◆ **Document segment**:
A Blog by Jonathan Low


Mar 5, 2022

College Athletes Have Taken Control of Name, Image and Likeness Value

College athletes are monetizing their intangible value by paying more attention to their social media followings and then signing deals with brands - from national powers like Coca-Cola to local pizza parlors. 

The result is that they are generating both attention and revenue, which can benefit both their teams, their sponsors and their careers. JL 

KC Ifeanyi reports in Fast Company, image by Matthew Brown, Daily 49er:

After decades of legal battles, the NCAA changed its rules around athletes being compensated, allowing them to earn money on their name, image, and likeness (NIL). Some schools have struck NIL deals for whole teams including the University of Georgia, Syracuse University, and the University of Nebraska. Some students are going at it solo. Going into college basketball’s March Madness, Outback Steakhouse launched a campaign with basketball players across both men’s and women’s teams promoting their favorite menu items. "I got to get my followers up, so I can make a little money.”

The NCAA’s March Madness basketball tournament is going to hit a little different this year—not because of any changes in the game itself but because of what’s happening off the court.

After decades of legal battles—the most recent landing in the Supreme Court last year—the NCAA changed its rules around athletes being compensated, most importantly allowing them to earn money on their name, image, and likeness (NIL).

Once a financial boon exclusively for professionals, collegiate athletes are now able to score brand endorsement deals and monetize their social media accounts. It’s a huge win for athletes who have long derided the NCAA’s shaky argument of “amateurism,” i.e. not allowing students to earn money tied to their status as athletes because that would make them professionals and not amateurs. The rule change went into effect last July, so the 2021 college football season served as a test run of sorts for the NCAA’s new policy.

Brands and athletes are quickly finding their groove going into college basketball’s March Madness. For example, the restaurant chain Outback Steakhouse launched a campaign with basketball players across both men’s and women’s teams where they’re promoting their favorite menu items, à la McDonald’s leveraging the massive reach of Travis Scott, BTS, Saweetie, and Popeyes doing the same with Megan Thee Stallion.

“In the history of college athletes and their rights and the future of how this is going to the work, it was the biggest legal moment in the history. There’s no question about it,” says sports litigator Jeffrey Kessler in the latest episode of Fast Company‘s podcast Creative Control. “This has created an explosion of free market activity and we now see thousands of athletes getting deals for their NIL rights.”

◆ **Task list**:
(a) Summarize the blog post on college athletes and NIL in two sentences.
(b) Answer these questions from the blog post on college athletes and NIL:
(i) Which three universities are named as having struck NIL deals for whole teams?
(ii) Which college football season served as a test run for the NCAA's new policy?
(iii) What is the name of the Fast Company podcast in which Jeffrey Kessler speaks?
(c) Repeat a passage from the blog post on college athletes and NIL, beginning at the words "After decades of legal battles—the" and stopping after "NCAA’s new policy.".

Entries drawn from a collection
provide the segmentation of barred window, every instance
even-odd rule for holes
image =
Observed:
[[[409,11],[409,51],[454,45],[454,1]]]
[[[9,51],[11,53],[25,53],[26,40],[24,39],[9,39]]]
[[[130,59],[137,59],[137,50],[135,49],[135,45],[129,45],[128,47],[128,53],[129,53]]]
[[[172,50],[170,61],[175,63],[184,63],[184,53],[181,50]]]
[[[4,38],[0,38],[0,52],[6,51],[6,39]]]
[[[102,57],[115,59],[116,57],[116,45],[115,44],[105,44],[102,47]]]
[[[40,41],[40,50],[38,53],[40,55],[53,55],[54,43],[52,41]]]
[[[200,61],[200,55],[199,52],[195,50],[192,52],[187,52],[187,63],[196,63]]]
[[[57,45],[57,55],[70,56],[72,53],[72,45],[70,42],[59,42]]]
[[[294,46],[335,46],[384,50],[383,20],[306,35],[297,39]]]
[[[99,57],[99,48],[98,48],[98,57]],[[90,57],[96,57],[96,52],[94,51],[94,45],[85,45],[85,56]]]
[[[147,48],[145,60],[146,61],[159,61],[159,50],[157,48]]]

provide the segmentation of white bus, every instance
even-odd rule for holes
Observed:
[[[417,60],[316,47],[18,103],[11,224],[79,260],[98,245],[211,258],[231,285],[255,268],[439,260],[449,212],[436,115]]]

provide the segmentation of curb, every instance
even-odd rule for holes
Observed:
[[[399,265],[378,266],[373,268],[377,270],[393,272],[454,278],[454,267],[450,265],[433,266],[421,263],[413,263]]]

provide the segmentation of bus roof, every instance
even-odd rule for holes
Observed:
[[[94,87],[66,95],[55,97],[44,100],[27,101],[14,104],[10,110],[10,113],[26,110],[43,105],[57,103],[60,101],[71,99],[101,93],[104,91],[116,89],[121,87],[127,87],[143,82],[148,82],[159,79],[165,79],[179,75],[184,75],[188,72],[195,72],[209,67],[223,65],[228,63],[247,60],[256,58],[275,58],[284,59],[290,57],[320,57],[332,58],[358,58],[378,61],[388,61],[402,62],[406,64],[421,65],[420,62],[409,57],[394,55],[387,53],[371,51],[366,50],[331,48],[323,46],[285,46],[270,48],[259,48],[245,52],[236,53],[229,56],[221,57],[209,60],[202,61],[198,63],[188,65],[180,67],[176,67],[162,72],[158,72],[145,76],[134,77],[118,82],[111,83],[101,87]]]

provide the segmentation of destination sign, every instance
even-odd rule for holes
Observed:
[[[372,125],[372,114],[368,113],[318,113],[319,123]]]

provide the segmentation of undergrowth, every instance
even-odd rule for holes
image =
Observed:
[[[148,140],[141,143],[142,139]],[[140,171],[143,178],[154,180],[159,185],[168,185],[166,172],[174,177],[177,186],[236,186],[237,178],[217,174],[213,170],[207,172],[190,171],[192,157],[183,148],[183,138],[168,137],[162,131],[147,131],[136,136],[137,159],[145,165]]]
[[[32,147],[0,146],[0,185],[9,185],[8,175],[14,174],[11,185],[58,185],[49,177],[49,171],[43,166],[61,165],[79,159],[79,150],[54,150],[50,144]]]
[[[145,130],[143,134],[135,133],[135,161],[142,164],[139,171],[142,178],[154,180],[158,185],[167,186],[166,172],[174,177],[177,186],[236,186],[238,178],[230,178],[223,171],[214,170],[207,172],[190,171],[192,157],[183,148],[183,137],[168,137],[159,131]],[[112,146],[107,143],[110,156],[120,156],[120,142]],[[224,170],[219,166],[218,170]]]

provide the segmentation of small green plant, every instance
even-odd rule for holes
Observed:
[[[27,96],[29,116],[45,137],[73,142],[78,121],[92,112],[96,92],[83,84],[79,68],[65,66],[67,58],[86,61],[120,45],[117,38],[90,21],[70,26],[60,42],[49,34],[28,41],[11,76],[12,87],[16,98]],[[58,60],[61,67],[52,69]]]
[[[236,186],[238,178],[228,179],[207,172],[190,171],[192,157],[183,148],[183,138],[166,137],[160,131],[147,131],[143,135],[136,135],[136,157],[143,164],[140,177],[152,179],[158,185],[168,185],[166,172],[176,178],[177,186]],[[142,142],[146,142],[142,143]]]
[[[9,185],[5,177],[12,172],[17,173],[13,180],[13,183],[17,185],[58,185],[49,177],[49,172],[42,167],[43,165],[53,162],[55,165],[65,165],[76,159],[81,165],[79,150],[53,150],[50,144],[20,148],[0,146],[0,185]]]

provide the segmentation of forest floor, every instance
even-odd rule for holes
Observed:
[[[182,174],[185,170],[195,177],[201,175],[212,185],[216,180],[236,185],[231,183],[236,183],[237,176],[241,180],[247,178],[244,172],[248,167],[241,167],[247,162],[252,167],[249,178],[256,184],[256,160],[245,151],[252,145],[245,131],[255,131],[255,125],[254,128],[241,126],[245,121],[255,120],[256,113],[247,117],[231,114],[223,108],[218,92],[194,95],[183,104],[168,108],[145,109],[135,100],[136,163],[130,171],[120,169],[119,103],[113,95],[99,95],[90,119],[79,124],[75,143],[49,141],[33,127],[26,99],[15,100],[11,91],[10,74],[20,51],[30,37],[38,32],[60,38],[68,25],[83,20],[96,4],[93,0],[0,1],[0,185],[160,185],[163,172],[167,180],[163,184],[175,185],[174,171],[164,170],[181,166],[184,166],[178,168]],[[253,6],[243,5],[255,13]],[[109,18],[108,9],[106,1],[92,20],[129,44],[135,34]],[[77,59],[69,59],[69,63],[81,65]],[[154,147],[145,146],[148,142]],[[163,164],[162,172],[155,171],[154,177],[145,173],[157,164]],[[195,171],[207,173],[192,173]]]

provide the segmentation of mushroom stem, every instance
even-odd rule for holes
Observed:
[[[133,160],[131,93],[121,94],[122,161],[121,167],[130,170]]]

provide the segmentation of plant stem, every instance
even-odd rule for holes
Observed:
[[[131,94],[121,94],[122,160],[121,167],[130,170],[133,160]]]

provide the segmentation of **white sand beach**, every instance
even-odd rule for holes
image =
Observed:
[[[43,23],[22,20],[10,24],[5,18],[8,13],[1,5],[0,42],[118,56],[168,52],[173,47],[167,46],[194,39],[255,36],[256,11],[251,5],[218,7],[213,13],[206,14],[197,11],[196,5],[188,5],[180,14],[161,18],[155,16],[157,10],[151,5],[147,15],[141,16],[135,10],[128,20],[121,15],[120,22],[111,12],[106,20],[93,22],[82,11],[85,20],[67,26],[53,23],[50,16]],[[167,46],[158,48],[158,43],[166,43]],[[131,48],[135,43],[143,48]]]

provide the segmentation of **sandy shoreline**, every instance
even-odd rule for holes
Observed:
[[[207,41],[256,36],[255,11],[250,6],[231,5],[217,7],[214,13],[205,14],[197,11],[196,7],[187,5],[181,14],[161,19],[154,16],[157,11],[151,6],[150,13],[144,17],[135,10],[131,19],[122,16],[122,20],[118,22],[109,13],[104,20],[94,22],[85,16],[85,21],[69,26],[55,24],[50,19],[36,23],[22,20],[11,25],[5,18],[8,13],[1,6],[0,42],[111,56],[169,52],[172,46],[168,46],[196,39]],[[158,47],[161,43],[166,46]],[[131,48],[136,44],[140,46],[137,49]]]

◆ **Final answers**:
(a) After decades of legal battles, the NCAA changed its rules to let college athletes earn money on their name, image, and likeness (NIL), a change that went into effect last July. Athletes can now score brand endorsement deals and monetize their social media accounts, as in Outback Steakhouse's March Madness campaign in which basketball players from men's and women's teams promote their favorite menu items.

(b)
(i) The University of Georgia, Syracuse University, and the University of Nebraska.
(ii) The 2021 college football season.
(iii) Creative Control.

(c)
After decades of legal battles—the most recent landing in the Supreme Court last year—the NCAA changed its rules around athletes being compensated, most importantly allowing them to earn money on their name, image, and likeness (NIL).

Once a financial boon exclusively for professionals, collegiate athletes are now able to score brand endorsement deals and monetize their social media accounts. It’s a huge win for athletes who have long derided the NCAA’s shaky argument of “amateurism,” i.e. not allowing students to earn money tied to their status as athletes because that would make them professionals and not amateurs. The rule change went into effect last July, so the 2021 college football season served as a test run of sorts for the NCAA’s new policy.